DATA SHOWN>

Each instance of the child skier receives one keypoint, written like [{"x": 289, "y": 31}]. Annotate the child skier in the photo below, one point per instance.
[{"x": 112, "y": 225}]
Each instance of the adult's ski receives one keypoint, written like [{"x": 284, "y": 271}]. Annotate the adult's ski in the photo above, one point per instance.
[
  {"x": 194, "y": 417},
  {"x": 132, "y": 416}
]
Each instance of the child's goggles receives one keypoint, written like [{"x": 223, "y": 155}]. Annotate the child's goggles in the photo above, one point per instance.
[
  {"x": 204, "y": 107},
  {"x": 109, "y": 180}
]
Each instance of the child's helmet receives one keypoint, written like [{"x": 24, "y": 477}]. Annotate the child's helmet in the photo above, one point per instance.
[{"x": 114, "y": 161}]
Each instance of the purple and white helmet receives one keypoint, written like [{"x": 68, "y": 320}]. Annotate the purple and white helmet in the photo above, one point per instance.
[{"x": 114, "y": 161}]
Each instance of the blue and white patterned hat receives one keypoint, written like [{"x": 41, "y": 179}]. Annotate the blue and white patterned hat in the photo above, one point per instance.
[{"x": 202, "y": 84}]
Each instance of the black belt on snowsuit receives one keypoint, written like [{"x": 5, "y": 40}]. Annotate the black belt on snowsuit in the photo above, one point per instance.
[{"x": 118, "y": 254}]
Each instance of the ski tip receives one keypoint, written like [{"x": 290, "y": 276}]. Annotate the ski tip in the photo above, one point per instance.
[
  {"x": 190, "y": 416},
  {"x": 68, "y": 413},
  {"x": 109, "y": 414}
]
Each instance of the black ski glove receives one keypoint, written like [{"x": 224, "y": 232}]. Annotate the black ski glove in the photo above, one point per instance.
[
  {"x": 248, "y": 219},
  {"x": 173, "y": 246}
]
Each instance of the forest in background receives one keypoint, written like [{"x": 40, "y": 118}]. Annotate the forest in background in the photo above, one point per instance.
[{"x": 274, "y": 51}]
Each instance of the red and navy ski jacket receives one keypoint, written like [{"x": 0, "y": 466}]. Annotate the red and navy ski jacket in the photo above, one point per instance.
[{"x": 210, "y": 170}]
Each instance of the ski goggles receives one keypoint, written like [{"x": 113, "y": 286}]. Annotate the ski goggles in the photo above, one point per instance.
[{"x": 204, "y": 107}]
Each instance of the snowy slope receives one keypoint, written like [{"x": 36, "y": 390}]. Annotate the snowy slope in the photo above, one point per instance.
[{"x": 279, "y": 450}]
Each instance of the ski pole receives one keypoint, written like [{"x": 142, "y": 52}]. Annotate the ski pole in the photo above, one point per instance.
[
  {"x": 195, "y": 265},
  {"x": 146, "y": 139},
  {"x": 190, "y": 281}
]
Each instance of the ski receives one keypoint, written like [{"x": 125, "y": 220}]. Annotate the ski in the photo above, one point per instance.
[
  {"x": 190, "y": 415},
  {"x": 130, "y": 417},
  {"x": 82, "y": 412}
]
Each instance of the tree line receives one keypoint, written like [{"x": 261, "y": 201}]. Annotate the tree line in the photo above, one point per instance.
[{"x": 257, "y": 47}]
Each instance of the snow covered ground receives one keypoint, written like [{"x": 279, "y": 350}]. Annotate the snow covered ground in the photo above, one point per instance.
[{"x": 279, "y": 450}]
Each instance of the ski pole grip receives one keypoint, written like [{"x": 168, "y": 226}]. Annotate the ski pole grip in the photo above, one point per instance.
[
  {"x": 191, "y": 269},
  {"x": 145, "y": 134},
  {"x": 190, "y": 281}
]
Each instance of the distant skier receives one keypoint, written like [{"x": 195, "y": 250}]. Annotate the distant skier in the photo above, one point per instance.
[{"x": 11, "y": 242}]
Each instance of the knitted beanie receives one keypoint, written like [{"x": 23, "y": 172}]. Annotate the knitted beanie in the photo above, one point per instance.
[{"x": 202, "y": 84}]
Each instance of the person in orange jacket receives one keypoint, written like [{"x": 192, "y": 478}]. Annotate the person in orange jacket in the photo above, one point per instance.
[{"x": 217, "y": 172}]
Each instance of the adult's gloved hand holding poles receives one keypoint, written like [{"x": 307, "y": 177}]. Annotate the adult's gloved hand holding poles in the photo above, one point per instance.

SET EXERCISE> Reproduce the entries above exactly.

SOLUTION BELOW>
Each instance of the child skier receives one keypoint, written like [{"x": 289, "y": 31}]. Annotate the child skier in the photo below, one point per instance.
[{"x": 112, "y": 225}]
Each instance of the adult's ski receives one keypoint, written like [{"x": 284, "y": 271}]. Annotate the adult's ski in the photo above, one point per instance.
[
  {"x": 194, "y": 417},
  {"x": 132, "y": 416}
]
Each instance of the child's goggles receives one keypoint, written like [{"x": 223, "y": 155}]. Annotate the child's goggles in the photo above, one point per instance.
[
  {"x": 204, "y": 107},
  {"x": 109, "y": 180}
]
Each instance of the child's helmet receives one keypoint, written like [{"x": 24, "y": 477}]. Annotate the child's helmet in the photo above, one point per instance.
[{"x": 114, "y": 161}]
Each instance of the purple and white helmet receives one keypoint, written like [{"x": 68, "y": 320}]. Annotate the purple and white helmet in the photo above, one point per instance.
[{"x": 114, "y": 161}]
Each instance of the blue and white patterned hat receives one keypoint, written like [{"x": 41, "y": 179}]. Annotate the blue and white patterned hat in the photo above, one point per instance.
[{"x": 202, "y": 84}]
Each instance of the black belt on snowsuit receives one keypoint, written like [{"x": 5, "y": 40}]. Annotate the black belt on snowsuit in the photo above, one point per instance.
[{"x": 118, "y": 254}]
Each instance of the ski tip receives one keypoint, written like [{"x": 290, "y": 276}]. Annotate the ski tip in the photo above, one point per instance.
[
  {"x": 190, "y": 416},
  {"x": 68, "y": 413},
  {"x": 109, "y": 414}
]
Each instance of the black ski glove receives one keypoint, written like [{"x": 224, "y": 232}]. Annotate the black ski glove in the photo above, one point per instance.
[
  {"x": 248, "y": 219},
  {"x": 173, "y": 246}
]
Each instance of the forest in background receives one keypoint, written like [{"x": 40, "y": 118}]. Annotate the forest in background in the photo above, one point per instance.
[{"x": 274, "y": 51}]
Each instance of the red and navy ski jacket receives one keypoint, written like [{"x": 0, "y": 466}]. Annotate the red and navy ski jacket in the photo above, one point per instance.
[{"x": 210, "y": 170}]
Each instance of the ski goggles receives one keypoint, written like [{"x": 113, "y": 286}]. Annotate the ski goggles in the photo above, one point per instance.
[{"x": 204, "y": 107}]
Each instance of the snowy slope receives one keypoint, written like [{"x": 36, "y": 390}]. Annotate the snowy slope in the photo above, one point per instance.
[{"x": 279, "y": 450}]
Each instance of the ski pole receives one keypoint, written like [{"x": 142, "y": 52}]. Annotate the ski pole in the photo above, one point per instance.
[
  {"x": 195, "y": 265},
  {"x": 146, "y": 139},
  {"x": 190, "y": 281}
]
Each instance of the ski receives one keypoint, written like [{"x": 125, "y": 220}]. Annotate the ski in the photo above, one point per instance.
[
  {"x": 190, "y": 415},
  {"x": 130, "y": 417},
  {"x": 82, "y": 412}
]
Each instance of the tree line receives one keypoint, written like [{"x": 261, "y": 201}]. Annotate the tree line in the photo above, one point per instance.
[{"x": 257, "y": 47}]
Each instance of the snow covered ground receives one keypoint, written like [{"x": 279, "y": 350}]. Annotate the snow covered ground in the photo above, one point per instance.
[{"x": 279, "y": 450}]
Each instance of the ski pole grip receives one keypoint, written like [{"x": 168, "y": 226}]. Annotate the ski pole grip in the photo above, one point per instance.
[
  {"x": 191, "y": 269},
  {"x": 145, "y": 134},
  {"x": 190, "y": 281}
]
Each instance of the distant skier receives one keypoint, written like [{"x": 195, "y": 250}]. Annotate the distant skier in the photo above, one point per instance.
[{"x": 11, "y": 242}]
Each instance of the knitted beanie receives one keypoint, written like [{"x": 23, "y": 172}]. Annotate the knitted beanie in the photo above, one point per instance.
[{"x": 202, "y": 84}]
Each instance of the person in orange jacket receives one keypoint, written like [{"x": 192, "y": 478}]. Annotate the person in orange jacket in the photo above, one point per instance.
[{"x": 217, "y": 172}]
Each instance of the adult's gloved hand holding poles receives one keypoint, written like [{"x": 307, "y": 177}]. Annotate the adult's gloved hand holding poles in the photo above, one point per instance.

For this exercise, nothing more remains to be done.